Photo-based point labeling data
▽
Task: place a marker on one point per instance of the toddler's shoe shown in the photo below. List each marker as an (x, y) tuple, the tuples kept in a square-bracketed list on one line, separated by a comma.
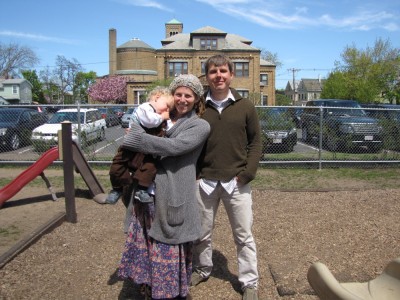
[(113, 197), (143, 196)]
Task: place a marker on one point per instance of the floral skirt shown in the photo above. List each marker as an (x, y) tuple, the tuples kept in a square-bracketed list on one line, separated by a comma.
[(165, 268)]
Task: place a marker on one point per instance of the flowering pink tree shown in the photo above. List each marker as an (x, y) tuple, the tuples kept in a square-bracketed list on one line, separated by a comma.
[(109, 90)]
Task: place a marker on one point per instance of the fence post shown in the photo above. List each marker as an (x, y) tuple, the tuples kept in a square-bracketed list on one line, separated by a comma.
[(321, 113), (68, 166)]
△
* _WORK REQUIRED_: Print the records above verbatim, leaving out the pictures.

* _THE RESPONSE_:
Task: place a marker on one point per instance of the toddler's shoe shown in the photo below. List each marker as an (x, y) tuple, the tuples kept in a square-bracketed list on one line, separated by a comma.
[(113, 197), (143, 196)]
Task: place a marker on one point per instance of the floral skirt shown in the photo above. List each marker as an (x, y) tuple, the tuples kept in a square-bracketed list on one line, separated by a comma.
[(165, 268)]
Task: place a marker on one point per instance of the flowering pink tree shown in the photo above. List each marker as an (x, y) tuple, the tuples kept in a square-bracketed list on one line, separated by a comma.
[(109, 90)]
Task: place a marker on one point per instance of the fence post shown in the photo above. List each marker as an (x, y) tuple, the tuples kept in a square-bracketed list on one line, separated by a comma.
[(321, 113), (68, 166)]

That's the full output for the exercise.